Written exercise => Copy out, unchanged, every line from the one containing "tan and white fur — bbox?" through the one containing "top-left (292, 176), bottom-right (313, 194)", both included.

Entries provided =>
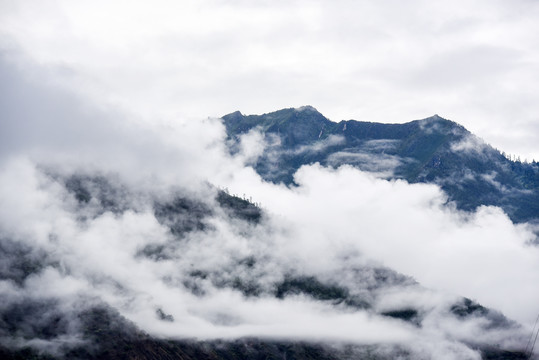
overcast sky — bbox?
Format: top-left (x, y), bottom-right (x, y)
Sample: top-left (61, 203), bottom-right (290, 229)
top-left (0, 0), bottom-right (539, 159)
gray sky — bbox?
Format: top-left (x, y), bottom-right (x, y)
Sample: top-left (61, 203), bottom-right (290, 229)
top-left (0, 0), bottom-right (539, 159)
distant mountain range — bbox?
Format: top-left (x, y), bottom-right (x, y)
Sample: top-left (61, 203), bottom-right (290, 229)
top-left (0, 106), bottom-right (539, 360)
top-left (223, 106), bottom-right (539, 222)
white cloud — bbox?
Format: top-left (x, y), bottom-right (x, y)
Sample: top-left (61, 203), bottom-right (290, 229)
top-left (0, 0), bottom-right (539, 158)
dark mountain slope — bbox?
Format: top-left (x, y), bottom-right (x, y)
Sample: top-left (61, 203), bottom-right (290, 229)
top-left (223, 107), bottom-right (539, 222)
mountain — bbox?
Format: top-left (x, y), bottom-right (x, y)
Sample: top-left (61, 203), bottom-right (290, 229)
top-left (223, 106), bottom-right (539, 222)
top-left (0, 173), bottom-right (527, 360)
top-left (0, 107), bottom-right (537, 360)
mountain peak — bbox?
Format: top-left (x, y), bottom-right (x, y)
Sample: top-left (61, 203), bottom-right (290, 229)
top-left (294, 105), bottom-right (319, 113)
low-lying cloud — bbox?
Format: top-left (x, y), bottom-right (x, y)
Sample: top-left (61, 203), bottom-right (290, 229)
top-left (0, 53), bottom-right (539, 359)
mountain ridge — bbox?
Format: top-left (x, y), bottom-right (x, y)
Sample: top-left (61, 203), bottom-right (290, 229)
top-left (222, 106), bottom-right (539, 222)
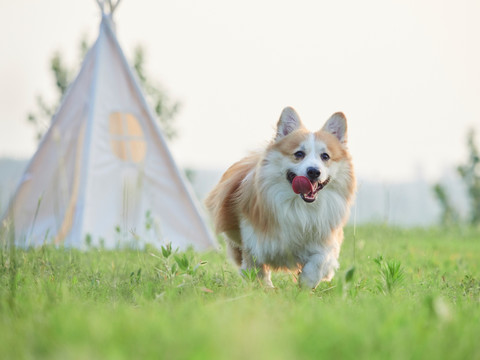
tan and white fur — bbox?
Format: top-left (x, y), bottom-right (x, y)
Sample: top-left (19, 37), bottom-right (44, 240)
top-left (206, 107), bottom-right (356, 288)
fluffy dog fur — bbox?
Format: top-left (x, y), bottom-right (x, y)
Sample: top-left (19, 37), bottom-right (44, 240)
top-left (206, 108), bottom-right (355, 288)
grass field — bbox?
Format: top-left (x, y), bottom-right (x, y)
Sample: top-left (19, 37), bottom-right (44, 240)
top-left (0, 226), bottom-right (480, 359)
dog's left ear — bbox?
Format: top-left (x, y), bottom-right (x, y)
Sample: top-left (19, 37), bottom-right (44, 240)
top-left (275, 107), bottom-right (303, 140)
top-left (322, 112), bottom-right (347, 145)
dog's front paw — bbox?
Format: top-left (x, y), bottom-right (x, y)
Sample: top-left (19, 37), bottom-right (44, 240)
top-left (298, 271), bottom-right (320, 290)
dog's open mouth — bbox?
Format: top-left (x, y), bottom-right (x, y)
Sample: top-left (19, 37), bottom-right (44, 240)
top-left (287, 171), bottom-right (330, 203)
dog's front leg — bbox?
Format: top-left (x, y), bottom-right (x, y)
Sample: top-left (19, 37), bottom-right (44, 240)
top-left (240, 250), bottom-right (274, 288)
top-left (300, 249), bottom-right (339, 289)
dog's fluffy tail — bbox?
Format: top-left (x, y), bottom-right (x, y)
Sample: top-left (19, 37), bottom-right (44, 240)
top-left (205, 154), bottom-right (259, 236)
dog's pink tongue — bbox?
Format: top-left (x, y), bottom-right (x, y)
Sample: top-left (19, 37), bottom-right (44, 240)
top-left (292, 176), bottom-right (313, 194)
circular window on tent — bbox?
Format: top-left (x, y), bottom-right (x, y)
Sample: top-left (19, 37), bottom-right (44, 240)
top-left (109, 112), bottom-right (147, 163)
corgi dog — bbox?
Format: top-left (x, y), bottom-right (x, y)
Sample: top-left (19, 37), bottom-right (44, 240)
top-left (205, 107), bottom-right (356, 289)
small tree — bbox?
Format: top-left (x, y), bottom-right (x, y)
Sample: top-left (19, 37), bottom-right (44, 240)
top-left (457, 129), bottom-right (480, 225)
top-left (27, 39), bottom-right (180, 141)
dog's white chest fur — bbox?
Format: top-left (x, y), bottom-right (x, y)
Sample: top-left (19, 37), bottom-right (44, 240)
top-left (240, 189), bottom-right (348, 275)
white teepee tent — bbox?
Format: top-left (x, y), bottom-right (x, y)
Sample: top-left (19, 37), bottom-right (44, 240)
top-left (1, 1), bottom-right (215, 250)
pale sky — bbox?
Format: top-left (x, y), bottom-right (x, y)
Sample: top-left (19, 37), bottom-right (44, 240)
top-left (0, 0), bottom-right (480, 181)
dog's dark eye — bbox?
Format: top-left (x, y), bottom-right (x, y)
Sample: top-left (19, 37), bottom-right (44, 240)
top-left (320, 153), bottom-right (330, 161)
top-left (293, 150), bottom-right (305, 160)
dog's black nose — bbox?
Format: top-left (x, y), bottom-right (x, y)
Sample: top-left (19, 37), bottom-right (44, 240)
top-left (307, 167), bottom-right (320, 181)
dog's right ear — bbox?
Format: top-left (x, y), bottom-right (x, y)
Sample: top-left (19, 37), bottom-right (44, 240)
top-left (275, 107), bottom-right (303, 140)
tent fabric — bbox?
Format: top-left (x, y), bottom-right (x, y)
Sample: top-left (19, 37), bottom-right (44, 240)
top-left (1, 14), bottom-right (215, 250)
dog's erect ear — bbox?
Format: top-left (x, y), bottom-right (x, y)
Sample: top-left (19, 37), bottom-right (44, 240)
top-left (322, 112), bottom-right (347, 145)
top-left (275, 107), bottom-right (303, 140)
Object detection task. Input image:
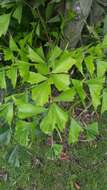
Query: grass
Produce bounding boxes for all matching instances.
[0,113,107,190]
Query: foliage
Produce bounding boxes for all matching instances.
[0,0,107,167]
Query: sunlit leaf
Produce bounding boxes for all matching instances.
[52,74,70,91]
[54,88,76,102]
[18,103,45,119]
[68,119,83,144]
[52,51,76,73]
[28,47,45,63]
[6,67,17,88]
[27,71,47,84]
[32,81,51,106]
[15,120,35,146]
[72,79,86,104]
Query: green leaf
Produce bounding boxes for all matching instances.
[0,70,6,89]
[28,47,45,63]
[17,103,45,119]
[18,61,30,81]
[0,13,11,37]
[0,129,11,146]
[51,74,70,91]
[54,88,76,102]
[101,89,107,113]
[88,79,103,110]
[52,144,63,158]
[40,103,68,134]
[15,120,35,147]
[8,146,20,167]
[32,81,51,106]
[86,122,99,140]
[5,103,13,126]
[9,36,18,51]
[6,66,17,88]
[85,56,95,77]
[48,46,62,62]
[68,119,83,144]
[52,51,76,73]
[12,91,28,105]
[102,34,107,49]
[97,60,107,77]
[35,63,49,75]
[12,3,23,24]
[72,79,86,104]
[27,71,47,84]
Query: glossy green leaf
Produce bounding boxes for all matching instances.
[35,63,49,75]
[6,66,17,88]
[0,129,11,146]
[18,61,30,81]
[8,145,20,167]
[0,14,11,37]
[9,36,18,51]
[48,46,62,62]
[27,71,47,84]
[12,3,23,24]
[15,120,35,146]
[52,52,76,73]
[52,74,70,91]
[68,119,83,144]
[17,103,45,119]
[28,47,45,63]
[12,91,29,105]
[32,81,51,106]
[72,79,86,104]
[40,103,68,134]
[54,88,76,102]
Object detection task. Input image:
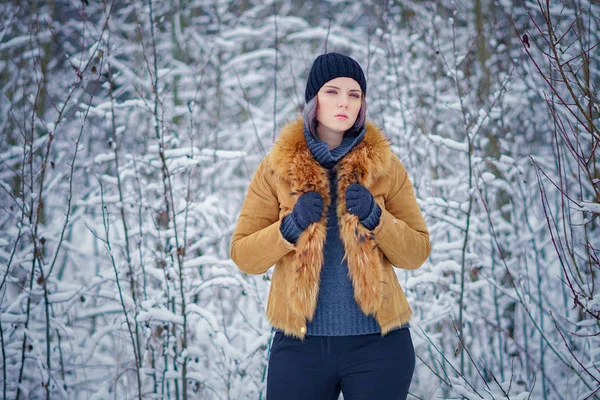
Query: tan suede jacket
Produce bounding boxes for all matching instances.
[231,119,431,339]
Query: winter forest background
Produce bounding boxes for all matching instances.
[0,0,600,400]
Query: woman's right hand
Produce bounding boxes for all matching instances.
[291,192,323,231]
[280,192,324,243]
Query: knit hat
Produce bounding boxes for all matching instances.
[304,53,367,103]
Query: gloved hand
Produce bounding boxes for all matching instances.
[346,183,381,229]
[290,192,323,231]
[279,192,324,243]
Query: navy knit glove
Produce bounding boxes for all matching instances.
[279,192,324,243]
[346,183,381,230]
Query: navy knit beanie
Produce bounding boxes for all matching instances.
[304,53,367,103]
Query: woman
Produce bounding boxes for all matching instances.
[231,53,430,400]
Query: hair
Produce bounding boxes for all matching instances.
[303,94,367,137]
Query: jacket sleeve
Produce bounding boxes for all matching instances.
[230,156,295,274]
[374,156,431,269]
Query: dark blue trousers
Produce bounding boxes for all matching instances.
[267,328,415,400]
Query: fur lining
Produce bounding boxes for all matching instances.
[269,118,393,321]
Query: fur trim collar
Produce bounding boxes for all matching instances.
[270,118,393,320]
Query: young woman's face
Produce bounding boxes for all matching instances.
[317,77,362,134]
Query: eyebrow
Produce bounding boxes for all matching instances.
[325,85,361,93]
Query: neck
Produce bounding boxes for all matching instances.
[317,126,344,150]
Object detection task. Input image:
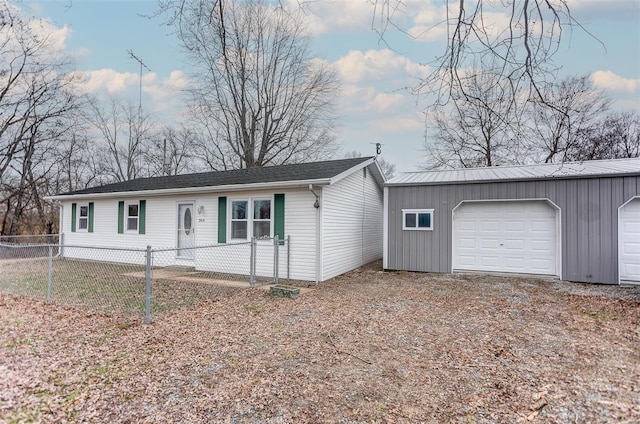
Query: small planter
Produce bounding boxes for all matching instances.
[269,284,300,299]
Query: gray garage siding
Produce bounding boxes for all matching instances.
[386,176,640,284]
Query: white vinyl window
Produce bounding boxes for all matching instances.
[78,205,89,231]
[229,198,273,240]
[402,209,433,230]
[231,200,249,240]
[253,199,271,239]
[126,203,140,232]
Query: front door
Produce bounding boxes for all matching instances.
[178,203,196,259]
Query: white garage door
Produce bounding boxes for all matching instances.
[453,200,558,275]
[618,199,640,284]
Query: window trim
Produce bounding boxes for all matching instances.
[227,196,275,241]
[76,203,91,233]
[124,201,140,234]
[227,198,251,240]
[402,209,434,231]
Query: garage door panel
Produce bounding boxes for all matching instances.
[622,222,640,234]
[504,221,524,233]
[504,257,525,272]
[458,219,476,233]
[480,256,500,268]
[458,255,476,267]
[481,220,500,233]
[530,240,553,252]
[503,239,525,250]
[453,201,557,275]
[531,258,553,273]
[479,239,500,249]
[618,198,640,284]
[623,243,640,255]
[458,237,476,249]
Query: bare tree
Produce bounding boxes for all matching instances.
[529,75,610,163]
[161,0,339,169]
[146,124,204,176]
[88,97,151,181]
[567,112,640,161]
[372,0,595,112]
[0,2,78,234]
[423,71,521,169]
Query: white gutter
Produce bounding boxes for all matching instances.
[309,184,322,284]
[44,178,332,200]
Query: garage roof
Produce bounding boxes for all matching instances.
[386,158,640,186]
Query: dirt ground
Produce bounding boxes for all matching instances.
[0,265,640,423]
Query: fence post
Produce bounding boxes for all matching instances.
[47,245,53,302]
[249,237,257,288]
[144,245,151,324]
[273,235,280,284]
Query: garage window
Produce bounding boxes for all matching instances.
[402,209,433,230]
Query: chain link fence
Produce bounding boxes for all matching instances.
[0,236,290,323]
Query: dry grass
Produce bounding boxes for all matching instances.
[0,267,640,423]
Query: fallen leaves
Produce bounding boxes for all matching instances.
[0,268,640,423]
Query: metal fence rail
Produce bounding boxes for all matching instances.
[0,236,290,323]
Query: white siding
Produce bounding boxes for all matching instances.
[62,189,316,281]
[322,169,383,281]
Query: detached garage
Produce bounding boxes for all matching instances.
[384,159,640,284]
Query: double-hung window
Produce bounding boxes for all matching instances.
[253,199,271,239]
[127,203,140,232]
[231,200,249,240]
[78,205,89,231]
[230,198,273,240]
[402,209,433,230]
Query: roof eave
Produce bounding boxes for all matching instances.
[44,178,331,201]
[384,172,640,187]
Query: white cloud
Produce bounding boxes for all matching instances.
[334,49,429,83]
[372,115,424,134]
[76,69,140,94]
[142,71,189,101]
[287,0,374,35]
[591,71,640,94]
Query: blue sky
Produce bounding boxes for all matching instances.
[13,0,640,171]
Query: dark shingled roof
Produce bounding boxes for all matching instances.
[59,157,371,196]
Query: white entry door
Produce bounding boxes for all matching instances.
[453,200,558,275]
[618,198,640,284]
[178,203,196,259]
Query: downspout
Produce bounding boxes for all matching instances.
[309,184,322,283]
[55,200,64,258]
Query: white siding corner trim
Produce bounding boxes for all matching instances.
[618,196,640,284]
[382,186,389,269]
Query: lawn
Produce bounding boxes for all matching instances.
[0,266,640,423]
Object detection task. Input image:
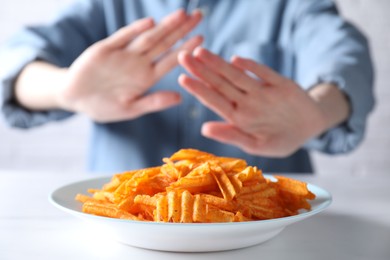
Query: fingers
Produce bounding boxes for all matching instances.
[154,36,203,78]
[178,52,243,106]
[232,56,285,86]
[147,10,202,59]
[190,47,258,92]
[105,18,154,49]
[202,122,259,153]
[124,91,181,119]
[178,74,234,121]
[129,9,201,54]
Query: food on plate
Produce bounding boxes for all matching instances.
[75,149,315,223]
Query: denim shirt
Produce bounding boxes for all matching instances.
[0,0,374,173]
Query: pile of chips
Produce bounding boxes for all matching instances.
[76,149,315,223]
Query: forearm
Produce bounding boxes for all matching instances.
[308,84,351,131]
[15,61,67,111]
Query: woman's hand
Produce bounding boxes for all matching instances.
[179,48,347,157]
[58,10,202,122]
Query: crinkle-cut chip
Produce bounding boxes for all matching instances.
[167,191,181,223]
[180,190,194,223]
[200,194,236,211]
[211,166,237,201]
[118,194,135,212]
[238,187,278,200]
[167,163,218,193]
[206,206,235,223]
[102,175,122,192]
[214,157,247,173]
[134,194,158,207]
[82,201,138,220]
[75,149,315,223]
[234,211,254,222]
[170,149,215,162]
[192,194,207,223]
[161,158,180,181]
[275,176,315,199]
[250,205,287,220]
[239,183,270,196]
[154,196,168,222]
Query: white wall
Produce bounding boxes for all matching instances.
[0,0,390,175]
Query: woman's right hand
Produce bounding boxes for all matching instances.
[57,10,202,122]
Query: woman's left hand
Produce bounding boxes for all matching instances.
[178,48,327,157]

Written answer =>
tan and white fur — bbox?
Format: top-left (x, y), bottom-right (x, y)
Sample: top-left (19, 37), bottom-right (44, 240)
top-left (206, 107), bottom-right (356, 288)
fluffy dog fur — bbox?
Format: top-left (x, y), bottom-right (x, y)
Sample: top-left (19, 37), bottom-right (44, 240)
top-left (206, 108), bottom-right (355, 288)
grass field — bbox?
Format: top-left (x, y), bottom-right (x, y)
Sample: top-left (19, 37), bottom-right (44, 240)
top-left (0, 226), bottom-right (480, 359)
dog's left ear — bbox?
Format: top-left (x, y), bottom-right (x, y)
Sample: top-left (19, 37), bottom-right (44, 240)
top-left (275, 107), bottom-right (303, 140)
top-left (322, 112), bottom-right (347, 145)
dog's front paw — bbox?
Format: top-left (x, y), bottom-right (x, y)
Sample: top-left (19, 37), bottom-right (44, 240)
top-left (298, 271), bottom-right (320, 290)
dog's open mouth — bbox?
Format: top-left (x, y), bottom-right (x, y)
Sample: top-left (19, 37), bottom-right (44, 240)
top-left (287, 171), bottom-right (330, 203)
dog's front leg — bbox?
Format: top-left (x, y), bottom-right (x, y)
Sample: top-left (19, 37), bottom-right (44, 240)
top-left (240, 250), bottom-right (274, 288)
top-left (300, 249), bottom-right (339, 289)
dog's fluffy tail — bbox?
Format: top-left (x, y), bottom-right (x, y)
Sample: top-left (19, 37), bottom-right (44, 240)
top-left (205, 154), bottom-right (259, 236)
dog's pink tongue — bbox?
Format: top-left (x, y), bottom-right (x, y)
Sample: top-left (19, 37), bottom-right (44, 240)
top-left (292, 176), bottom-right (313, 194)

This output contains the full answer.